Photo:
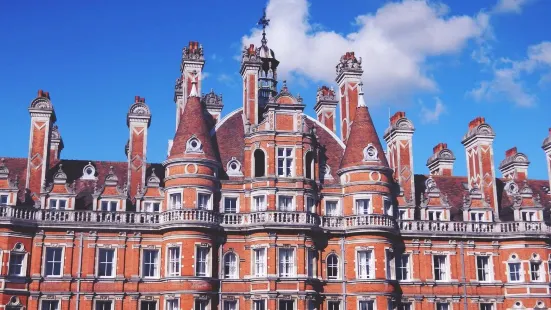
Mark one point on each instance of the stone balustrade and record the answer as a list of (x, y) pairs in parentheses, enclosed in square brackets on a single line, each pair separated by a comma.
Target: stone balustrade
[(280, 219)]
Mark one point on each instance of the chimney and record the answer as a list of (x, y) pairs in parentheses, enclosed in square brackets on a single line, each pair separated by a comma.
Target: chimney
[(326, 106), (399, 139), (547, 149), (349, 73), (480, 160), (441, 160), (515, 165)]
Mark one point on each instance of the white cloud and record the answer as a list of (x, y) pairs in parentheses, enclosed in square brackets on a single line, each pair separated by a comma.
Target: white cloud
[(508, 77), (432, 115), (394, 43), (509, 6)]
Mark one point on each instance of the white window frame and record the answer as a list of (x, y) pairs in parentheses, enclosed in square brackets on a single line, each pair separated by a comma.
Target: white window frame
[(359, 198), (293, 202), (369, 270), (237, 205), (230, 274), (109, 202), (490, 272), (44, 265), (113, 262), (203, 194), (172, 203), (57, 203), (255, 270), (170, 261), (156, 265), (447, 275), (207, 261), (338, 211), (286, 164), (291, 263)]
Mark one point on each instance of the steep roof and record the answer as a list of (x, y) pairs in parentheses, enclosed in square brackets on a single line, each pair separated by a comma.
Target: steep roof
[(192, 124), (362, 134)]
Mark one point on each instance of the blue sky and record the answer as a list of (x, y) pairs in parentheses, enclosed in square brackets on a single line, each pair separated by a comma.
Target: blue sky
[(443, 62)]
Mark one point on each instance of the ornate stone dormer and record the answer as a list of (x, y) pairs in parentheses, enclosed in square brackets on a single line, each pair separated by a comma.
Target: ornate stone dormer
[(441, 161), (111, 196), (59, 194), (515, 165), (326, 105), (476, 208), (434, 204)]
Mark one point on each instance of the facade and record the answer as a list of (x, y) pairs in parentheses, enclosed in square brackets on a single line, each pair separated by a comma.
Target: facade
[(267, 208)]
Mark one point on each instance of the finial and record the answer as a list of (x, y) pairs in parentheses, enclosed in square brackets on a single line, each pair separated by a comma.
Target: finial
[(361, 101)]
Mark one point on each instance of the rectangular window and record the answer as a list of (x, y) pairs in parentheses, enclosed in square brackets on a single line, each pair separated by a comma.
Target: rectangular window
[(286, 262), (529, 216), (16, 267), (58, 204), (259, 305), (363, 264), (230, 305), (230, 205), (435, 215), (403, 267), (202, 261), (486, 306), (259, 256), (285, 203), (175, 201), (173, 261), (332, 208), (535, 272), (333, 305), (50, 305), (109, 205), (440, 265), (53, 262), (286, 305), (259, 203), (285, 162), (201, 305), (483, 268), (106, 263), (150, 206), (203, 201), (514, 272), (173, 304), (363, 206), (442, 306), (150, 265), (104, 305), (366, 305), (310, 205), (148, 305)]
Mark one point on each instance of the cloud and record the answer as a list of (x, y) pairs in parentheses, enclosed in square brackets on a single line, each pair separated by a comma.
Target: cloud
[(429, 115), (509, 6), (508, 82), (394, 43)]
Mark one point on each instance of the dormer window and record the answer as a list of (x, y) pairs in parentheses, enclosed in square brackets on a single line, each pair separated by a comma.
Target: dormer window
[(193, 145), (57, 204), (109, 205)]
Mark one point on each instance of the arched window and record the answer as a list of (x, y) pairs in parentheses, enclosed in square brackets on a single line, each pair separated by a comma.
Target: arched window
[(259, 163), (309, 165), (332, 266), (230, 266)]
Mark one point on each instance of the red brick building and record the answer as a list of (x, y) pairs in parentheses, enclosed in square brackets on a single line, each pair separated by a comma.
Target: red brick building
[(267, 208)]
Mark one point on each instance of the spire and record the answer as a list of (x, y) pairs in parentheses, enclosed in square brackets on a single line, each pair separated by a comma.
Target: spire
[(192, 138), (363, 147), (361, 101)]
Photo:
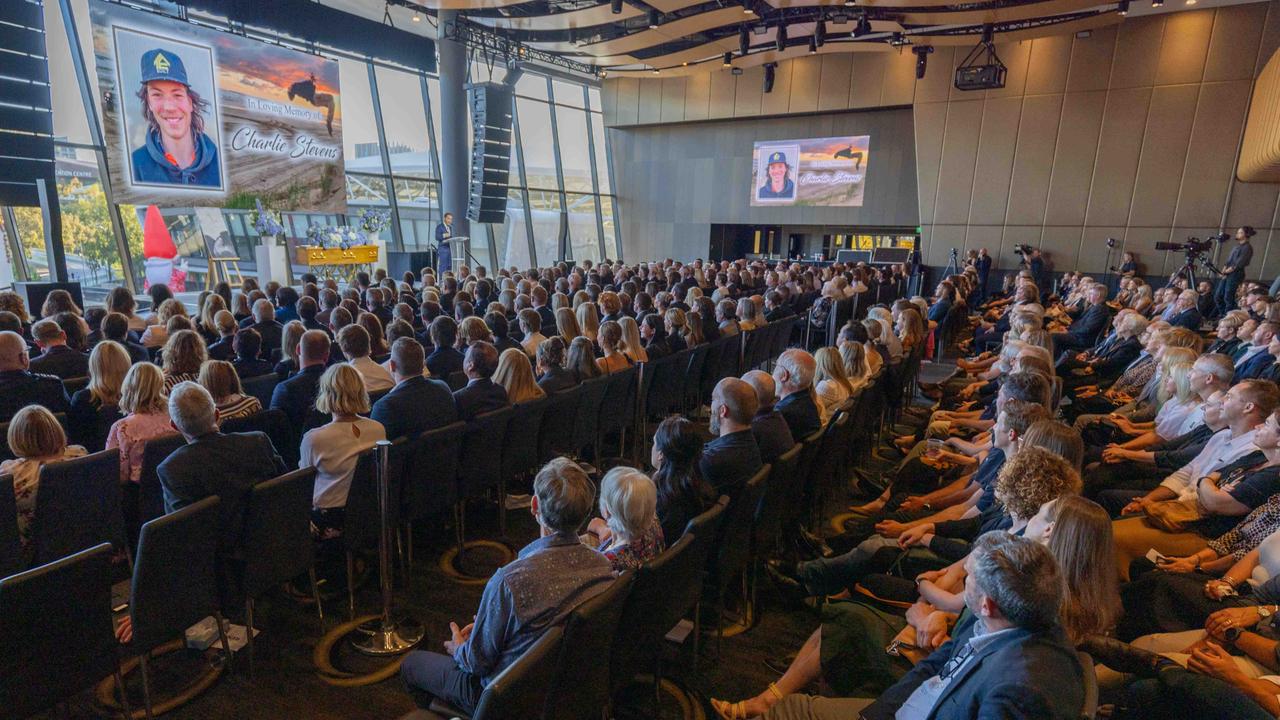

────────────────

**TASK PROMPT:**
Drop the images and copy all the data exactly.

**SOLUTION TO THIS EXERCISE:**
Photo:
Mark one point on each instance of the stone balustrade and record the answer as a list of (x, y) pairs in parentheses, enclosed in square brackets on a single line, each pair separated by a comma.
Target: stone balustrade
[(280, 219)]
Mark one point on each instance of the chimney and record the answer as a list of (x, y) pairs in parentheses, enclosed in square brackets on a single line, each pair separated by a comma.
Target: chimney
[(326, 106), (399, 139), (547, 149), (349, 73), (480, 160), (441, 160), (515, 165)]
Mark one point on each instance of the white cloud and record the answer as a list of (x, y) pairs in parentheses, enclosed in square brackets on a single line, each pair separated by a comma.
Target: white cloud
[(508, 77), (432, 115), (394, 43), (509, 6)]
Mark one point on each instance of the white window frame and record the answer as a list of (x, y) pairs in parentheses, enclosed in square brackets on a single line, each pair separated by a comma.
Target: white window frame
[(359, 198), (293, 202), (369, 270), (237, 205), (230, 274), (109, 202), (490, 272), (44, 265), (113, 262), (203, 194), (172, 203), (57, 203), (255, 270), (170, 261), (156, 265), (447, 275), (207, 261), (338, 211), (286, 164), (291, 263)]
Mark one point on each instance of the steep roof and record the answer as a list of (x, y) pairs in parentheses, enclosed in square brackets on a single line, each pair separated by a comma.
Target: steep roof
[(192, 124), (362, 134)]
Mark one point on each instance of the blue sky and record the answer as a list of (x, y) pairs in parentheses, enclosed in square brackets on a single line, each pair separated by a comma.
Target: blue sky
[(443, 62)]
Mark one point on each instance of the ornate stone dormer and record the answer as a list of (x, y) pairs in parentheses, enclosed in square brackets on a single line, each pair separated by a comma.
Target: ornate stone dormer
[(441, 161), (111, 196), (59, 194), (515, 165), (326, 105), (476, 208), (434, 204)]
Mark one point on each instance of the facade and record the answer as a list of (x, y) pairs in parentheses, enclosed in square brackets on a single line, each pair separated by a comma.
Target: facade
[(267, 208)]
Mark one point on each instance of the finial and record the answer as a list of (x, y) pairs in parentheses, enclosed in square brackets on a single line, each pair separated by a comma.
Target: finial
[(361, 101)]
Mark one point on each instance of the rectangular window and record the answer as a list of (x, y) pairs in parentheses, enclosed in square brackets on a single line, each pair separated by a comma.
Target: rectangular window
[(286, 262), (529, 216), (16, 267), (58, 204), (259, 305), (363, 264), (230, 305), (230, 205), (435, 215), (403, 267), (202, 261), (486, 306), (259, 256), (285, 203), (175, 201), (173, 261), (332, 208), (535, 272), (333, 305), (50, 305), (109, 205), (440, 265), (53, 262), (286, 305), (259, 203), (285, 162), (201, 305), (483, 268), (106, 263), (150, 206), (203, 201), (514, 272), (173, 304), (363, 206), (442, 306), (150, 265), (104, 305), (366, 305), (310, 205), (148, 305)]
Mark one point on each instance of the cloud and record the answer as a list of (x, y) pairs in parentheses, enclosed in square brackets on a single line, each pair separated by a comma.
Target: cloud
[(429, 115), (509, 6), (508, 82), (394, 43)]
Mark one point on each instance of the dormer window and record the answer as a list of (x, y) pairs in parentheses, enclosed in square brackets on a single line, each pair separated by a comma.
Target: dormer window
[(193, 145), (57, 204), (109, 205)]
Mark one point on each instance of the arched window and record the answer as a list of (x, y) pairs in parentheses, enclosed in square brackets on a single line, each pair separated by a comma.
Target: arched window
[(259, 163), (309, 165), (332, 266), (230, 266)]
Mark one point on each instance of the red brick building and record the answer as a list of (x, y) pairs in parentheses, enclosed in square brackets on a single line, each pair separated by a comma.
Target: red brick building
[(267, 208)]
Mark one point on each instance of the spire and record the answer as a list of (x, y) pairs in parentheses, enclosed in square brackets on a single line, each pair separated by a comma.
Target: spire
[(192, 138), (363, 147), (361, 101)]
Photo:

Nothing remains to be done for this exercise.